■ Source extract
How to find GPS coordinates from a photo? Want to pinpoint where a picture was taken in seconds.
This 2026 guide explains how to find gps coordinates from a photo on Windows, Mac, iPhone, and Android. You will learn three easy methods: built‑in tools, online EXIF viewers, and ExifTool for power users.
I include clear steps, exact commands, and screenshots so you can follow along. You will also see how to map coordinates, reverse‑geocode to an address, and fix missing or stripped metadata.
Start by checking if your photo has GPS data, then pick the method that fits you best. Let’s find the location quickly and safely.
How to check if your photo has GPS coordinates?

If you’re wondering how to find gps coordinates from a photo, the first step is to check whether the image actually stores location data. GPS details live inside EXIF metadata under GPS tags, and some apps or websites remove them when you share or export the file.
On Windows, open File Explorer, right‑click your image, choose Properties, then Details, and look for GPS, Latitude, and Longitude fields. If you see numbers and N/S or E/W labels, your photo is geotagged.
On a Mac, open the photo in Preview, go to Tools, then Show Inspector, and switch to the GPS tab to see a map and coordinates. In the Photos app, select an image and click the i button; if a location is present, you’ll see a map and place info.
On iPhone, open Photos, select the image, and tap the i (Info) button; you’ll see a map or a place name if location exists. Some images show a map without numeric coordinates, which is fine for now because you can extract them later.
On Android using Google Photos, open the image, tap the three dots, then Info; if available, location appears and can open in Google Maps. Different gallery apps look different, but the Info screen is where GPS usually lives.

■ Brief 1
In the GPS coordinates guide, which tab in the Mac Preview inspector shows the map and coordinates?
■ Brief 2
Reproduce the GPS coordinates guide from "I include clear" up to and including "or stripped metadata.".

■ Data lines
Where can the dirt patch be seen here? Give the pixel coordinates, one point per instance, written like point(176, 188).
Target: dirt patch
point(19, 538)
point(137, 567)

■ Answer 1
The GPS tab.

■ Answer 2
I include clear steps, exact commands, and screenshots so you can follow along. You will also see how to map coordinates, reverse‑geocode to an address, and fix missing or stripped metadata.